TASK: Return all of the material that follows, keeping each line exactly as it is.
─── SOURCE MATERIAL
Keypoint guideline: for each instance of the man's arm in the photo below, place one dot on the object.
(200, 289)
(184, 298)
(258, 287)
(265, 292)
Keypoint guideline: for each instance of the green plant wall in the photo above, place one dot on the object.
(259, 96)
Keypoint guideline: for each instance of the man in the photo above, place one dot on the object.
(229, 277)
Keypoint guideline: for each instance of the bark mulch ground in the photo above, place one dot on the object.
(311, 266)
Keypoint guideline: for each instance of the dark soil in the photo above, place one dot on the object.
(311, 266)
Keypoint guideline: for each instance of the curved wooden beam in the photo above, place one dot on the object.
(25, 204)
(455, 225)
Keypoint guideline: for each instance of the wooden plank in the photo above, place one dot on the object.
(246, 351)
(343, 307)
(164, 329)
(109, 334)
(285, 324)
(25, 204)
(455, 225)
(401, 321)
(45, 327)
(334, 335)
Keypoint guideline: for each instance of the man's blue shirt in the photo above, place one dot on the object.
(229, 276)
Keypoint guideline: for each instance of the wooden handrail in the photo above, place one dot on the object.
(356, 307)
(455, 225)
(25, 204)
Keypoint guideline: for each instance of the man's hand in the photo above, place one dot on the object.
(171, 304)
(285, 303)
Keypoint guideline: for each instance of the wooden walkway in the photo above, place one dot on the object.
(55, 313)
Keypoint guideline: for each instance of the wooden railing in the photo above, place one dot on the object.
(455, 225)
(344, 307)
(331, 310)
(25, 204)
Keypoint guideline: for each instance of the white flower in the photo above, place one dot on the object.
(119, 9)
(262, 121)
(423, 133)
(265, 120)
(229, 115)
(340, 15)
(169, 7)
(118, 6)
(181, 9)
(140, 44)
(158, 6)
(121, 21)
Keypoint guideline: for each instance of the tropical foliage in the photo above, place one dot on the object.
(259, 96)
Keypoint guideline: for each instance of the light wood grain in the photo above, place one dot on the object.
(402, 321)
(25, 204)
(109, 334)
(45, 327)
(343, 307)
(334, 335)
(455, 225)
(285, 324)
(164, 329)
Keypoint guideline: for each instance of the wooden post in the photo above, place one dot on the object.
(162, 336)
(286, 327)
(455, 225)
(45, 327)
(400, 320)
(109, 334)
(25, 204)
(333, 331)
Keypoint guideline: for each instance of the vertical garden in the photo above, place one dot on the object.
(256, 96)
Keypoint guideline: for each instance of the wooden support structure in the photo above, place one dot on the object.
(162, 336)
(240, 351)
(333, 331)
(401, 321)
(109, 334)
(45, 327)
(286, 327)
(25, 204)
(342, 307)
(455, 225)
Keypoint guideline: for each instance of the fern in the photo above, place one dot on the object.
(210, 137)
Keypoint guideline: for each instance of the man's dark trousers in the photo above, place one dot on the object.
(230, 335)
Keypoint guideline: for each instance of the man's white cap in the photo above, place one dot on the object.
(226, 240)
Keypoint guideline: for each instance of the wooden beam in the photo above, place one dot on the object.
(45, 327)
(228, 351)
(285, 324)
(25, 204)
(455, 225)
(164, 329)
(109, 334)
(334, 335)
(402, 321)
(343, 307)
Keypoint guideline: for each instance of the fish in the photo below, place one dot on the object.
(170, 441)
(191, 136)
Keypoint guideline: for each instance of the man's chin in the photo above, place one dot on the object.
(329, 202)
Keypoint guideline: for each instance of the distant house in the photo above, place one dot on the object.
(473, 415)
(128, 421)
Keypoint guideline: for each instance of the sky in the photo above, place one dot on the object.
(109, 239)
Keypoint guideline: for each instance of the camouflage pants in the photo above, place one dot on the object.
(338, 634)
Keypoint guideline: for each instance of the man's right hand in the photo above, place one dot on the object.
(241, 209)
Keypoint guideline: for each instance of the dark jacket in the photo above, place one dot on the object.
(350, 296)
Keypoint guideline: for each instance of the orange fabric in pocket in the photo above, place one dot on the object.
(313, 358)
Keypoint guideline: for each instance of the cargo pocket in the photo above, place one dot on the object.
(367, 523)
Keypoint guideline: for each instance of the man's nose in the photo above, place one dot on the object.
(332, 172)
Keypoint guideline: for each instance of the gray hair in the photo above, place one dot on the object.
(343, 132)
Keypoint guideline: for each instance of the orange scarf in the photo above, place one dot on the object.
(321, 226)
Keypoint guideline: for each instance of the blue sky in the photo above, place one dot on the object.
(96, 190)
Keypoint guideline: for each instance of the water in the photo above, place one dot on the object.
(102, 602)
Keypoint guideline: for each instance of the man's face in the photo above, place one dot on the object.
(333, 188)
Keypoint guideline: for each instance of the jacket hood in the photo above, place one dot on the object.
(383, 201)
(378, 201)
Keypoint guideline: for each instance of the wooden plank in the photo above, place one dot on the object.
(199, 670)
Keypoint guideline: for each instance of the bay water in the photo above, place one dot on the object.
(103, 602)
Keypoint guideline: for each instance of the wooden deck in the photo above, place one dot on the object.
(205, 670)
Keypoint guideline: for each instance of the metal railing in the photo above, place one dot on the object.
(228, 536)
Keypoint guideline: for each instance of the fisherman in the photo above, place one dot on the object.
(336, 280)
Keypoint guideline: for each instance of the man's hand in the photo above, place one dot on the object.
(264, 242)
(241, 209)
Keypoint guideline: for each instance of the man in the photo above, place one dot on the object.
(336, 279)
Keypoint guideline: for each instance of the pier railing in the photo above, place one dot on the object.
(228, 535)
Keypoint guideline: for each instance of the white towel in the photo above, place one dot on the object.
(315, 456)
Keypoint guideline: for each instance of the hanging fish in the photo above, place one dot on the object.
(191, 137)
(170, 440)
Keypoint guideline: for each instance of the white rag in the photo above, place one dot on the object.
──────
EXPECTED OUTPUT:
Keypoint guideline: for each instance of the man's arm in the photo below, place one dot on the object.
(200, 289)
(184, 298)
(258, 287)
(265, 292)
Keypoint guideline: for each instance of the green plant wall in the photo above, place one dot on the object.
(259, 96)
Keypoint guideline: for each instance of the man in the photo above, place one dot on the object.
(229, 277)
Keypoint guideline: for each instance of the bark mulch ground in the photo above, place one dot on the object.
(311, 266)
Keypoint guideline: for each instance of the dark soil in the photo above, place one dot on the object.
(311, 266)
Keypoint guideline: for each instance of the curved wooden beam in the photo above, place one dot on the object.
(25, 204)
(455, 225)
Keypoint guideline: for each instance of the wooden plank in the photo above, place one dot on the object.
(246, 351)
(343, 307)
(164, 329)
(109, 334)
(285, 324)
(25, 204)
(455, 225)
(401, 321)
(45, 327)
(334, 335)
Keypoint guideline: for each instance of the man's blue shirt in the photo above, place one dot on the object.
(229, 276)
Keypoint guideline: for each instance of the wooden handrail in the photo above, place one dot on the object.
(356, 307)
(455, 225)
(25, 204)
Keypoint guideline: for each instance of the man's hand in the photo above, place one dot on the object.
(171, 304)
(285, 303)
Keypoint guideline: for each instance of the wooden walkway in the photo above, place one dot on the object.
(55, 313)
Keypoint guideline: for each instance of the wooden railing in the photo above, place one dot on the object.
(455, 225)
(344, 307)
(331, 310)
(25, 204)
Keypoint guideline: for each instance of the white flower in the photo above, place one dot on the object.
(119, 9)
(262, 121)
(423, 133)
(265, 120)
(229, 115)
(340, 15)
(169, 7)
(118, 6)
(181, 9)
(140, 44)
(158, 6)
(121, 21)
Keypoint guideline: for each instance of the tropical foliage in the photo above, place one dot on the object.
(259, 96)
Keypoint guideline: for each instance of the light wood grain in the photo above, place one dot on the object.
(402, 321)
(25, 204)
(109, 334)
(45, 327)
(343, 307)
(334, 335)
(455, 225)
(285, 324)
(164, 329)
Keypoint guideline: for each instance of the wooden post in the photo above, place one dot on the object.
(162, 336)
(286, 327)
(455, 225)
(45, 327)
(400, 320)
(109, 334)
(25, 204)
(333, 331)
Keypoint guideline: for each instance of the vertical garden in the photo above, place one dot on the object.
(256, 96)
Keypoint guideline: for each instance of the wooden support structure in the photo above, place one dot on the object.
(162, 336)
(240, 351)
(333, 331)
(401, 321)
(109, 334)
(45, 327)
(286, 327)
(25, 204)
(342, 307)
(455, 225)
Keypoint guideline: for each instance of the fern in the photo above, place one dot on the object.
(210, 137)
Keypoint guideline: for each instance of the man's dark trousers in the photo above, place one dot on the object.
(230, 335)
Keypoint guideline: for each instance of the man's white cap in the photo above, place one dot on the object.
(226, 240)
Keypoint guideline: for each instance of the wooden beam in the photo above, place one dot on the object.
(45, 327)
(228, 351)
(285, 324)
(25, 204)
(455, 225)
(164, 329)
(109, 334)
(334, 335)
(402, 321)
(343, 307)
Keypoint guideline: for each instance of the fish in the photo below, place one dot on the object.
(170, 441)
(191, 136)
Keypoint guideline: for each instance of the man's chin in the photo above, place one dot on the object.
(329, 202)
Keypoint guideline: for each instance of the distant house in the photo above, place one dot on the object.
(473, 415)
(128, 421)
Keypoint guideline: for each instance of the sky in the photo above, place one dot on the object.
(109, 239)
Keypoint guideline: for each instance of the camouflage pants in the photo above, place one dot on the object.
(338, 634)
Keypoint guideline: for each instance of the man's right hand in the photo above, place one dot on the object.
(241, 209)
Keypoint guideline: for each instance of the dark jacket in the photo above, place one dot on the object.
(350, 296)
Keypoint guideline: for each instance of the orange fabric in pocket in the photo above, place one dot on the object.
(313, 358)
Keypoint guideline: for each instance of the cargo pocket in the photo above, place one dot on the object.
(367, 523)
Keypoint guideline: for each instance of the man's nose in the photo above, place one dot on the object.
(332, 172)
Keypoint guideline: for each instance of the gray hair in the photo above, place one dot on the object.
(343, 132)
Keypoint guideline: for each instance of the orange scarf in the photo above, place one dot on the object.
(321, 226)
Keypoint guideline: for each instance of the blue sky in the photo above, place one dot on the object.
(96, 190)
Keypoint guideline: for each instance of the water in the photo above, place one dot on the object.
(102, 602)
Keypoint guideline: for each instance of the man's face in the photo above, place one dot on the object.
(333, 188)
Keypoint guideline: for each instance of the jacket hood in the photo above, place one dot on the object.
(383, 201)
(378, 201)
Keypoint guideline: for each instance of the wooden plank in the photo above, place one dot on the object.
(199, 670)
Keypoint guideline: for each instance of the bay water in the photo above, place one dot on the object.
(103, 602)
Keypoint guideline: for each instance of the wooden deck in the photo above, place one dot on the object.
(205, 670)
Keypoint guideline: for each instance of the metal railing in the photo above, place one dot on the object.
(228, 536)
Keypoint guideline: for each instance of the fisherman in the photo above, place one dot on the object.
(336, 280)
Keypoint guideline: for each instance of the man's hand in the photo above, place one dot on the object.
(264, 242)
(241, 209)
Keypoint guideline: for each instance of the man in the photo above, place one dot on the object.
(336, 279)
Keypoint guideline: for each instance of the pier railing in the photo above, place one dot on the object.
(228, 535)
Keypoint guideline: for each instance of the white towel in the photo above, place one dot on the object.
(315, 456)
Keypoint guideline: for each instance of the hanging fish in the photo above, place one dot on the object.
(191, 137)
(170, 440)
Keypoint guideline: for each instance of the white rag in the photo above, place one dot on the object.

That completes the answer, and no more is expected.